***** RECORDS SHOWN *****
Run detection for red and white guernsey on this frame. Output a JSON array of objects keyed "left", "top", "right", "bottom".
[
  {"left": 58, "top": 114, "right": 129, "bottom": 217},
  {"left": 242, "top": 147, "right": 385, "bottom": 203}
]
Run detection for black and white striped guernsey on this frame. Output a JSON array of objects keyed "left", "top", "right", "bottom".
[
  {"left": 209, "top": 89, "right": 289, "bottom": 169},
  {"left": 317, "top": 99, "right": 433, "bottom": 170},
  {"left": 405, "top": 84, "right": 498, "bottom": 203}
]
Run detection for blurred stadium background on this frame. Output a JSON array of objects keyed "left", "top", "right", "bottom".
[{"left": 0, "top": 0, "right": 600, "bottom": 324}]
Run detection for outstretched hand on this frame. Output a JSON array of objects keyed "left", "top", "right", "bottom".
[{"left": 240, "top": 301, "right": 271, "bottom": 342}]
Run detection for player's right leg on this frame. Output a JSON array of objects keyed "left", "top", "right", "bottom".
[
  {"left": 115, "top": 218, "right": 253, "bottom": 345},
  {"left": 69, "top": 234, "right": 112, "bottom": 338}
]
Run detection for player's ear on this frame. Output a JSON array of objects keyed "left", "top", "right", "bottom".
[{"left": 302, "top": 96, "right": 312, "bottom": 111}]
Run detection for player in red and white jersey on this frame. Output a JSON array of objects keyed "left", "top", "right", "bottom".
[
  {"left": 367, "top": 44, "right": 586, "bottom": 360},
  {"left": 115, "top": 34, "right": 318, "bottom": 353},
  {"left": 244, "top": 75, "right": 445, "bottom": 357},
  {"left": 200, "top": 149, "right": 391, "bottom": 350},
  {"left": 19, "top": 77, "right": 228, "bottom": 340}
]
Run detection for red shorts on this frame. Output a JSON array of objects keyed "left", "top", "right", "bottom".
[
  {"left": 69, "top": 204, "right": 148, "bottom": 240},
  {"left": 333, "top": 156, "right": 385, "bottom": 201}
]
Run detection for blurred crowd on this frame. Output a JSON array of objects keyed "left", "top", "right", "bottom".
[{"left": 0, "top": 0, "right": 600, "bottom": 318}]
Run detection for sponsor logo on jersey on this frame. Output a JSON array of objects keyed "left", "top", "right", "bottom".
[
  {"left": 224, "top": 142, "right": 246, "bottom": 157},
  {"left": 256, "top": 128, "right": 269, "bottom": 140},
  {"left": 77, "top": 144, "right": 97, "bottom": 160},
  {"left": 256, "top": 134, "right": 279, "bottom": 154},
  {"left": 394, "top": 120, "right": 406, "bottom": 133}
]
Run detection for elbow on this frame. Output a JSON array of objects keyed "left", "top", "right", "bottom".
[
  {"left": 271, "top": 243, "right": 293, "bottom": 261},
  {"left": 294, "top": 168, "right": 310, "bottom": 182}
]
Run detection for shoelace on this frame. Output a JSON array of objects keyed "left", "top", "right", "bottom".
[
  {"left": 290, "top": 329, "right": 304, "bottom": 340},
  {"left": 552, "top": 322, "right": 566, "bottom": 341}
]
*****
PROBLEM REQUIREMENTS → Output everything from the line containing "Run detection for sponsor" down to the final line of the records as a Markdown table with the columns Row and Text. Number each line in Row, and leave out blank lines.

EXERCISE RESULT →
| Row | Text |
|---|---|
| 1 | Run detection for sponsor logo on jersey on this frame. Output a JSON array of objects keyed "left", "top", "right", "bottom". |
| 2 | [ |
| 3 |   {"left": 224, "top": 142, "right": 246, "bottom": 157}, |
| 4 |   {"left": 256, "top": 128, "right": 269, "bottom": 140}, |
| 5 |   {"left": 77, "top": 144, "right": 97, "bottom": 160}, |
| 6 |   {"left": 256, "top": 134, "right": 279, "bottom": 154}, |
| 7 |   {"left": 394, "top": 120, "right": 406, "bottom": 133} |
| 8 | ] |
| 9 | Run detection for elbow on this frame. Output a JSON array of objects keyed "left", "top", "right", "bottom". |
| 10 | [ |
| 11 |   {"left": 271, "top": 243, "right": 293, "bottom": 261}, |
| 12 |   {"left": 294, "top": 168, "right": 310, "bottom": 182} |
| 13 | ] |
| 14 | Run detection for shoelace on this frame. Output a JSON array of objects keyed "left", "top", "right", "bottom". |
| 15 | [ |
| 16 |   {"left": 290, "top": 329, "right": 304, "bottom": 340}, |
| 17 |   {"left": 552, "top": 322, "right": 566, "bottom": 341} |
| 18 | ] |